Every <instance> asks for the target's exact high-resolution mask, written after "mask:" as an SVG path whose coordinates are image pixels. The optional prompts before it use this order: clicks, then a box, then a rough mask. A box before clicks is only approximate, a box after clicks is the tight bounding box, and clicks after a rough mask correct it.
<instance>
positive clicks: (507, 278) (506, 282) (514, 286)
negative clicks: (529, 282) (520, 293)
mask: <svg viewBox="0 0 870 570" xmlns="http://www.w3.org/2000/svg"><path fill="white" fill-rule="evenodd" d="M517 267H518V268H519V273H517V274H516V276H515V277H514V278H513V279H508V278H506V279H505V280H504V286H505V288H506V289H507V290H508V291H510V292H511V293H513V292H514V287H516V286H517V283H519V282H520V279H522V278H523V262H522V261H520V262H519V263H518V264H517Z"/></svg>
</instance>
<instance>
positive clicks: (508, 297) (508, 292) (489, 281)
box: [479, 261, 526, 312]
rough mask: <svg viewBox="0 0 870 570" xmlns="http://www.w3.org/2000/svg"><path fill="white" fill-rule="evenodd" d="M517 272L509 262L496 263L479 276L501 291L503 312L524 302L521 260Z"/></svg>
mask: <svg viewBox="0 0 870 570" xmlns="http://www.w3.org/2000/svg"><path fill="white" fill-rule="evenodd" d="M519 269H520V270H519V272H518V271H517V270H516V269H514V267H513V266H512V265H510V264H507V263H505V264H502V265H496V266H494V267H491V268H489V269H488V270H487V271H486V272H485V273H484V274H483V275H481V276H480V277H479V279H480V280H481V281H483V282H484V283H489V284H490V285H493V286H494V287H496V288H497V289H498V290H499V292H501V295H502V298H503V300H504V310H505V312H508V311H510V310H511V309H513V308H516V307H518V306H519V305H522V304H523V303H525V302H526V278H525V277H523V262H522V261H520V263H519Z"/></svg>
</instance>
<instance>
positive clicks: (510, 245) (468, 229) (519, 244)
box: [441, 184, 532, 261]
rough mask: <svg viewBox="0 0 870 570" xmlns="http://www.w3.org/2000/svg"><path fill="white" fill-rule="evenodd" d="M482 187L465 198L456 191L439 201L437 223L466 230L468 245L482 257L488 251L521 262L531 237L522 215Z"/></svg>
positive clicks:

#### [TASK REQUIREMENTS]
Copy out all of the records again, switching every "positive clicks" to "foreground clicks" and leaving the rest as it stands.

#### [ANSWER SPACE]
Every <instance> asks for the target's exact high-resolution mask, written after "mask:" as an SVG path whose coordinates are image pixels. The optional prompts before it use this order: clicks, then a box, then a rough mask. A box before clicks is only approximate, a box after clicks is the tight bounding box, and clicks after a rough mask correct it.
<instance>
foreground clicks: (507, 278) (506, 282) (514, 286)
negative clicks: (529, 282) (520, 293)
mask: <svg viewBox="0 0 870 570" xmlns="http://www.w3.org/2000/svg"><path fill="white" fill-rule="evenodd" d="M517 267H518V268H519V273H517V274H516V276H515V277H514V278H513V279H508V278H506V279H505V280H504V286H505V288H506V289H507V290H508V291H510V292H511V293H513V292H514V287H516V286H517V283H519V282H520V279H522V278H523V262H522V261H520V262H519V263H518V264H517Z"/></svg>
</instance>
<instance>
foreground clicks: (508, 297) (508, 292) (489, 281)
box: [479, 261, 526, 312]
rough mask: <svg viewBox="0 0 870 570" xmlns="http://www.w3.org/2000/svg"><path fill="white" fill-rule="evenodd" d="M517 272L509 262L496 263L479 276L501 291L503 312L524 302L521 260Z"/></svg>
mask: <svg viewBox="0 0 870 570" xmlns="http://www.w3.org/2000/svg"><path fill="white" fill-rule="evenodd" d="M519 269H520V270H519V272H518V271H517V270H516V269H514V267H513V266H512V265H510V264H507V263H505V264H502V265H496V266H494V267H491V268H489V269H488V270H487V271H486V272H485V273H484V274H483V275H481V276H480V277H479V279H480V280H481V281H483V282H484V283H489V284H490V285H493V286H494V287H496V288H497V289H498V290H499V292H501V295H502V298H503V300H504V310H505V312H508V311H510V310H511V309H513V308H516V307H518V306H519V305H522V304H523V303H525V302H526V278H525V277H523V262H522V261H520V263H519Z"/></svg>
</instance>
<instance>
foreground clicks: (510, 245) (468, 229) (519, 244)
box: [441, 184, 532, 261]
rough mask: <svg viewBox="0 0 870 570" xmlns="http://www.w3.org/2000/svg"><path fill="white" fill-rule="evenodd" d="M482 187L465 198L456 191L439 201L437 223L466 230L468 245L482 257L488 251L521 262L531 237L522 215Z"/></svg>
foreground clicks:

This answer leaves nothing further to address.